Top of TEXT SEGMENT

How powerful is the energy generated when artificial intelligence (AI) collides with scientific research? Recently, the 2024 Nobel Prizes in Physics and Chemistry were awarded to scientists in AI-related fields, which highlighted AI’s increasingly significant role in scientific research.
Turing Award winner and academician of the Chinese Academy of Sciences Andrew Chi-Chih Yao believes that the future development of AI science will follow two major trends: advancing from narrow AI toward general AI, and enabling interdisciplinary synergies. New technologies and applications, such as embodied AI, AI-driven biomimicry, and AI combined with quantum science, are expected to emerge in abundance.
In recent years, Chinese scientists have been exploring “AI-driven scientific research” across multiple fields, using AI technologies to shorten R&D cycles and reduce costs, accelerating the integration of AI with scientific research.
Electrolytes, often referred to as the “lifeblood” of batteries, are crucial to the development of next-generation batteries. However, the vast molecular combinations of electrolyte materials make it inefficient to screen each one individually.
To address this situation, professor Zhang Qiang and associate researcher Chen Xiang with the Department of Chemical Engineering at Tsinghua University worked together and led their team to propose a novel “AI-designed lithium-ion battery electrolyte” approach, achieving efficient design and development of advanced electrolytes.
The team developed high-throughput computational methods and software for electrolytes, creating a leading database covering over 250,000 electrolyte molecular structures. It developed a domain-knowledge-embedded large model and software platform for electrolytes, enabling rapid property predictions and precise, targeted design within a molecular space of hundreds of millions. According to Chen, these tools allow researchers to design the most suitable electrolytes based on user requirements.
The deep integration of AI with scientific research is not only elevating the application of AI but also driving a shift in scientific research from an experience-led to a data-driven paradigm.
Li Huihui, a researcher with the Institute of Crop Sciences, Chinese Academy of Agricultural Sciences (CAAS) and deputy director of the CAAS National Nanfan Research Institute, has witnessed the transformative impact of AI technologies firsthand.
“Conventional breeding methods rely heavily on experience. They are time-consuming, and have low efficiency when it comes to improving traits that are highly influenced by environmental factors. With AI algorithms, researchers can rapidly predict field performance of crops before breeders conduct field trials, which significantly shortens breeding cycles,” Li explained.
Globally, around 1,750 plant germplasm banks hold over 7 million germplasm resources. Due to limitations in analytical tools, many valuable genetic resources remain underutilized.
“AI-assisted genomic selection can analyze millions of genotypes within weeks, greatly enhancing the efficiency and precision of the breeding process and presenting vast application potential,” Li added.
In recent years, the CAAS has accelerated innovation through the integration of agricultural science and AI technologies, forming interdisciplinary teams in areas such as biological breeding and intelligent agricultural machinery.
Today, Li is leading a team dedicated to developing AI tools like deep learning-based genomic selection models and a whole-process smart breeding platform to enhance the breeding efficiency of staple crops like rice, corn, and wheat.
Currently, in fields like materials research, life sciences, pharmaceutical development, semiconductors, and environmental science, scientists are exploring the use of AI to shorten R&D cycles and reduce costs.

Bottom of TEXT SEGMENT

Name every person identified by name in the article above on AI in scientific research.

Top of EXCERPTED RECORDS

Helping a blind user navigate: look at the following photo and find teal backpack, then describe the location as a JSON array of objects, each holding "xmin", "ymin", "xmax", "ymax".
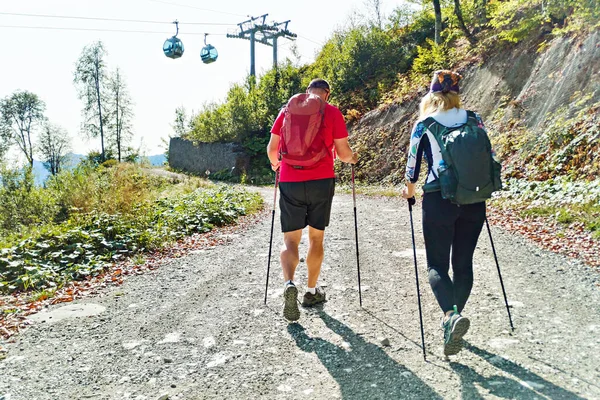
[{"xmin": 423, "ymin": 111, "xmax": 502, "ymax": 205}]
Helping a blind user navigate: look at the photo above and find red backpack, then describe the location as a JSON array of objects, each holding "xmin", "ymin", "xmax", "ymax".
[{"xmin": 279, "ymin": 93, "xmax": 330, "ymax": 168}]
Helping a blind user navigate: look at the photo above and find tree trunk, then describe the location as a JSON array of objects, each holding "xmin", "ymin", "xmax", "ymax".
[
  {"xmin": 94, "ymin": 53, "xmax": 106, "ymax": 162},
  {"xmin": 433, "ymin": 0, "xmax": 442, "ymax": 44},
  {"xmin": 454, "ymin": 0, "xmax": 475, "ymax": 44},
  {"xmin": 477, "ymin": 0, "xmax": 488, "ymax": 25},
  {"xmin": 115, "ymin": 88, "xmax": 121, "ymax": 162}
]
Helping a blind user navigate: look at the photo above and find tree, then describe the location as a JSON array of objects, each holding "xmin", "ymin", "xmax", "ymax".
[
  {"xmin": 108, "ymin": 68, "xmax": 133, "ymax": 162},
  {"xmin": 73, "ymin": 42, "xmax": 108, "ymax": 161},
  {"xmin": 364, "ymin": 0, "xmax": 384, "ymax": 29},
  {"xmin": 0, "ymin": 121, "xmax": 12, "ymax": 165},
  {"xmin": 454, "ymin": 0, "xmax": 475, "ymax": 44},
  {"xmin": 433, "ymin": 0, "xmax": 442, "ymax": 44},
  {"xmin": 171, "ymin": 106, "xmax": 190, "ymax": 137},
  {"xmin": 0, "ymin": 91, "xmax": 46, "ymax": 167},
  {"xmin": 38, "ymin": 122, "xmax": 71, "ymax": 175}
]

Bottom of EXCERPTED RECORDS

YOUR SOLUTION: Andrew Chi-Chih Yao, Zhang Qiang, Chen Xiang, Li Huihui